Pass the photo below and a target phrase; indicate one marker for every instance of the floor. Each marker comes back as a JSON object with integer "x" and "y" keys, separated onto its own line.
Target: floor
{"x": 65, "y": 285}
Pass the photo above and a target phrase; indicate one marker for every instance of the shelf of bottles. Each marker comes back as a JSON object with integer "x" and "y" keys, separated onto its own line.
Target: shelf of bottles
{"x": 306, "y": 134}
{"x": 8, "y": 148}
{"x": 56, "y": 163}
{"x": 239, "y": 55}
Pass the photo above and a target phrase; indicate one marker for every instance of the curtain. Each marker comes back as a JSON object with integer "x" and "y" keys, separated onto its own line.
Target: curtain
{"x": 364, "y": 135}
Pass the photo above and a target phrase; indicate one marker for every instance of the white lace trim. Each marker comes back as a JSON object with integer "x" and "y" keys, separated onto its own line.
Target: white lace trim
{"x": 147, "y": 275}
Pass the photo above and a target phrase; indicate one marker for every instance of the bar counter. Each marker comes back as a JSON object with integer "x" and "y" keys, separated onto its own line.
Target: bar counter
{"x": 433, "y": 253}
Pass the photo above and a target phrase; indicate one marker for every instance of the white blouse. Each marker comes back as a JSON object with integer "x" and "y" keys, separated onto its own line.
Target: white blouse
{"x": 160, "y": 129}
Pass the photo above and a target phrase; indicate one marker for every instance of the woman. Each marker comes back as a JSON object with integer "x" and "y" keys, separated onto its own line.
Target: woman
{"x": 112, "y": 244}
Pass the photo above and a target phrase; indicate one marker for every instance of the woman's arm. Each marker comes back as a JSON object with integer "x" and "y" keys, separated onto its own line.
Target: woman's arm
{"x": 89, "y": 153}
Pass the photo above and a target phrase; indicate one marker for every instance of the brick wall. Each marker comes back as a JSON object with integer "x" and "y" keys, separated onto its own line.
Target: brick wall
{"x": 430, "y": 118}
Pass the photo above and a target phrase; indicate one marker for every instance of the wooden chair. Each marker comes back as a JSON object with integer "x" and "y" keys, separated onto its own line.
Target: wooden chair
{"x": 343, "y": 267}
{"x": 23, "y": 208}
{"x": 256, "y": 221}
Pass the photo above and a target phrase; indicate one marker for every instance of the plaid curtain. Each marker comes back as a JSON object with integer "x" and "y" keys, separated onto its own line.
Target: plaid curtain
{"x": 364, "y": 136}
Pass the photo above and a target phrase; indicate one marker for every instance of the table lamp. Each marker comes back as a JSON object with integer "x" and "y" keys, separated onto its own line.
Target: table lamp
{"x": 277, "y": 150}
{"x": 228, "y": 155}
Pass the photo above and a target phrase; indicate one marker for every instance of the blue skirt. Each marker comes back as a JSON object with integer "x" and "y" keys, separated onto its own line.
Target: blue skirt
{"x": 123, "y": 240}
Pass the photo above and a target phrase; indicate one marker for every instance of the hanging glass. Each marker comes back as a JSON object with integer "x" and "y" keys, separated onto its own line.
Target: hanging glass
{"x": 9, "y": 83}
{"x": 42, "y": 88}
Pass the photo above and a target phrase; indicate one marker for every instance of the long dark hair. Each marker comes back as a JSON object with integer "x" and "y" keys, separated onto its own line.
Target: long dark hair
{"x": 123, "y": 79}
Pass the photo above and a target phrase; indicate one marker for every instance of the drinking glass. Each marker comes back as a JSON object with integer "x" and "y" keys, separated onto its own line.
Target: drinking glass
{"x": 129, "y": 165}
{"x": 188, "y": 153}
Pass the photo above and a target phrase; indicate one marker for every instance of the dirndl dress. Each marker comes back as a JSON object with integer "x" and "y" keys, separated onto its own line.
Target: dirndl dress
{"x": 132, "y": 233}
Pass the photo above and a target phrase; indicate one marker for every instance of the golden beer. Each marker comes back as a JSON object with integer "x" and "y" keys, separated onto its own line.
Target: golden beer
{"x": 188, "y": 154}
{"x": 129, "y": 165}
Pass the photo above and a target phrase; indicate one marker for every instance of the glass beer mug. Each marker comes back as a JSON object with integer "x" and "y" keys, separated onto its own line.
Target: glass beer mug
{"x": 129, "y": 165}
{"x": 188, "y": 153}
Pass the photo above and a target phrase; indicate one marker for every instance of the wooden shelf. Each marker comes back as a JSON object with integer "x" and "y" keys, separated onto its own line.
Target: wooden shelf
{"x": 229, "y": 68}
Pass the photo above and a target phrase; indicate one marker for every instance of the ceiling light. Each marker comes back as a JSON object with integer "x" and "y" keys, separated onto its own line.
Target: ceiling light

● ● ● ●

** YOUR ASSIGNMENT **
State the number of lines in the listing above that include "ceiling", and add nothing else.

** TASK RESPONSE **
2